--- Start RECORD EXTRACTS ---

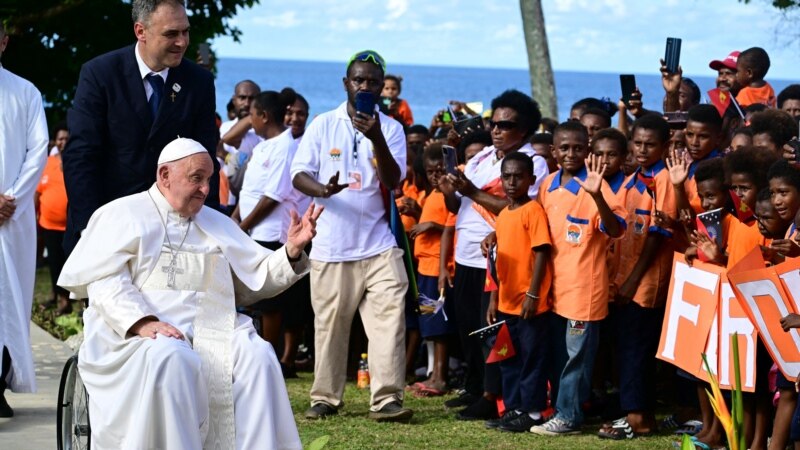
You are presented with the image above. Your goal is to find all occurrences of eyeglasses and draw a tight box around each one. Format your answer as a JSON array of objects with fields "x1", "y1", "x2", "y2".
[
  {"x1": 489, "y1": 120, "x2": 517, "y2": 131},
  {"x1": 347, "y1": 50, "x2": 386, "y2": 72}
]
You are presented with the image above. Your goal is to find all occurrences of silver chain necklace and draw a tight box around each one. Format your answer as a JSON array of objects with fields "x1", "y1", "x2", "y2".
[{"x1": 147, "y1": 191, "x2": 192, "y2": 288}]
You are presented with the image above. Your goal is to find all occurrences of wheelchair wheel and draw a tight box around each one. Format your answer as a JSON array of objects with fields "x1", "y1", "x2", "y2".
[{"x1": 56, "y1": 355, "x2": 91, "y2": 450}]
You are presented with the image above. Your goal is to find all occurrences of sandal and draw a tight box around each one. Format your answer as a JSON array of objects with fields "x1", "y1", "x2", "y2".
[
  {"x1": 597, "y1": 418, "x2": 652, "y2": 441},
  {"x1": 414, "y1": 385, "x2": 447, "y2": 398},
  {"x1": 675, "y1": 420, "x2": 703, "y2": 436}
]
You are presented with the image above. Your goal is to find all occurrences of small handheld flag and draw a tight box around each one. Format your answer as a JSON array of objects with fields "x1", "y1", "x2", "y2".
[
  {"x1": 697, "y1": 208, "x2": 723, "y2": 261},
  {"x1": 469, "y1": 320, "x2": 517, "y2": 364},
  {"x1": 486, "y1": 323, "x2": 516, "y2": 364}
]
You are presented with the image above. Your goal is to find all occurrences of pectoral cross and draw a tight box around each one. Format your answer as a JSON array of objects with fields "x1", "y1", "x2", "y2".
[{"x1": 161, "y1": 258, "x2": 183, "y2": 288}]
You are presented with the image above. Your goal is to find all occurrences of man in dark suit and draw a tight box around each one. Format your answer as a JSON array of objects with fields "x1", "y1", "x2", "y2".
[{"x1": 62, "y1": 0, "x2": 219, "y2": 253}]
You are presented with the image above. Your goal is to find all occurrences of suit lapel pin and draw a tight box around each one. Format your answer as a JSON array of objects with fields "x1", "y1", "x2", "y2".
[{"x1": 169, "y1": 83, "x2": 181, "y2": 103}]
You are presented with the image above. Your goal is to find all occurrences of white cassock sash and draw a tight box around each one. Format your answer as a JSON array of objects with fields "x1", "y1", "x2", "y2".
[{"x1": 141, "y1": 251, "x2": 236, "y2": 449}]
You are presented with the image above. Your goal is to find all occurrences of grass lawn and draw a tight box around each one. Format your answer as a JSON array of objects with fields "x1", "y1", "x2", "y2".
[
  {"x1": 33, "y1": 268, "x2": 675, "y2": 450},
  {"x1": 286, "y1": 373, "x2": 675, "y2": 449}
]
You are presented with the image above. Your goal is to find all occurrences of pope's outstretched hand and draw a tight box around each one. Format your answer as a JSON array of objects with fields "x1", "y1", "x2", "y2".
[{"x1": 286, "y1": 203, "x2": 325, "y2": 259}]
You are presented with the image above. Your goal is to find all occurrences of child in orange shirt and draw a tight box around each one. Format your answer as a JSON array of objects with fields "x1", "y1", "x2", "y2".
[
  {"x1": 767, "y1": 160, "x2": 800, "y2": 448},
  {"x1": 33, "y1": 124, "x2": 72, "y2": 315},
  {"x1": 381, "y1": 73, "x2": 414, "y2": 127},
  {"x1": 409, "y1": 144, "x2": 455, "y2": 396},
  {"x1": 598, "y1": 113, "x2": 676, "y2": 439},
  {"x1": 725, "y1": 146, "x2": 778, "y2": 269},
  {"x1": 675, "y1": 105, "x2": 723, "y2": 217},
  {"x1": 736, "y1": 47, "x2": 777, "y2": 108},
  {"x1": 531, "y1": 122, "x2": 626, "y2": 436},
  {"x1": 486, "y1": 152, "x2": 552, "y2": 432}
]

--- End RECORD EXTRACTS ---

* REQUIREMENTS *
Reproduce every one of the entries above word for word, leaving out the pictures.

* EXERCISE RESPONSE *
You are presented with the image above. Your goal is to find all occurrences of eyeglasses and draw a tight box around each one. Format your answer as a JSON array of objects with fields "x1", "y1", "x2", "y2".
[
  {"x1": 489, "y1": 120, "x2": 517, "y2": 131},
  {"x1": 347, "y1": 50, "x2": 386, "y2": 72}
]
You are presented with the image above. Your goal is to find all occurrences of silver chain necklace and draw a tight box around each one. Format your answer as a JSON array of objects with fields "x1", "y1", "x2", "y2".
[{"x1": 147, "y1": 191, "x2": 192, "y2": 288}]
You are presented with the image above. Your goal is to find all occurrences of wheelchair wheel and draw a tight box around each one. Format your answer as a JSON array of objects with fields "x1", "y1", "x2", "y2".
[{"x1": 56, "y1": 355, "x2": 91, "y2": 450}]
You are presented with the image above. Your goal is to find all occurrences of sandal and draw a tight box around each one. Format your answer as a JSON array of objects with fields "x1", "y1", "x2", "y2".
[
  {"x1": 597, "y1": 418, "x2": 652, "y2": 441},
  {"x1": 414, "y1": 385, "x2": 447, "y2": 398},
  {"x1": 675, "y1": 420, "x2": 703, "y2": 436}
]
You are presented with the image above. Your goal is to find all occurrences of small handheld flag and draw a tight box around each one. Format your answer as a JSON array of objects with fields "x1", "y1", "x2", "y2".
[
  {"x1": 697, "y1": 208, "x2": 723, "y2": 261},
  {"x1": 469, "y1": 320, "x2": 517, "y2": 364},
  {"x1": 486, "y1": 323, "x2": 516, "y2": 364}
]
You are presented with the image above. Your goal is to find all occurrences of pectoral cross and draw a tight box around each one. Format your answer as a JSON array of objects with fields "x1", "y1", "x2", "y2".
[{"x1": 161, "y1": 258, "x2": 183, "y2": 288}]
You are presented with the image above. Your goal is to find all occurrences of man in dark suit and draw a tight box around each one. Format your answer as a JSON array of objects with fields "x1", "y1", "x2", "y2".
[{"x1": 62, "y1": 0, "x2": 219, "y2": 253}]
You are presented with the image above. Your goal is to find all occurrences of suit lapel pin and draw a tight box around each one. Format your answer as a JSON array of objects with fields "x1", "y1", "x2", "y2".
[{"x1": 169, "y1": 83, "x2": 181, "y2": 103}]
You are presented with the image above. Your goal is to find all occurrences of white cassock sash and draw a tight box around each one. Format your answer as a JSON array of objects with fields "x1", "y1", "x2", "y2".
[{"x1": 141, "y1": 251, "x2": 236, "y2": 449}]
You are presented with the image above. Your goal is to find all occurrences of grass lawn and draw a tight box around each one. Format your answer as a JSON array of objects with fields "x1", "y1", "x2", "y2".
[
  {"x1": 33, "y1": 268, "x2": 675, "y2": 450},
  {"x1": 286, "y1": 373, "x2": 675, "y2": 449}
]
You are presented with the image above. Your goal is to find all occurrences of pope's outstretched hand and draw a tight box around each one. Format your answer as a JSON array of objects with fields "x1", "y1", "x2", "y2".
[{"x1": 286, "y1": 203, "x2": 325, "y2": 259}]
You are presented with the image above. Your goal is to find all occurrences of child in orange shirt and draw a tight box around each one. Format your answer as a JSON array of objects with fields "x1", "y1", "x2", "y2".
[
  {"x1": 767, "y1": 160, "x2": 800, "y2": 448},
  {"x1": 33, "y1": 124, "x2": 72, "y2": 315},
  {"x1": 381, "y1": 73, "x2": 414, "y2": 127},
  {"x1": 409, "y1": 144, "x2": 455, "y2": 396},
  {"x1": 598, "y1": 113, "x2": 676, "y2": 439},
  {"x1": 725, "y1": 146, "x2": 778, "y2": 269},
  {"x1": 675, "y1": 105, "x2": 723, "y2": 217},
  {"x1": 736, "y1": 47, "x2": 777, "y2": 108},
  {"x1": 531, "y1": 122, "x2": 626, "y2": 436},
  {"x1": 486, "y1": 152, "x2": 552, "y2": 432}
]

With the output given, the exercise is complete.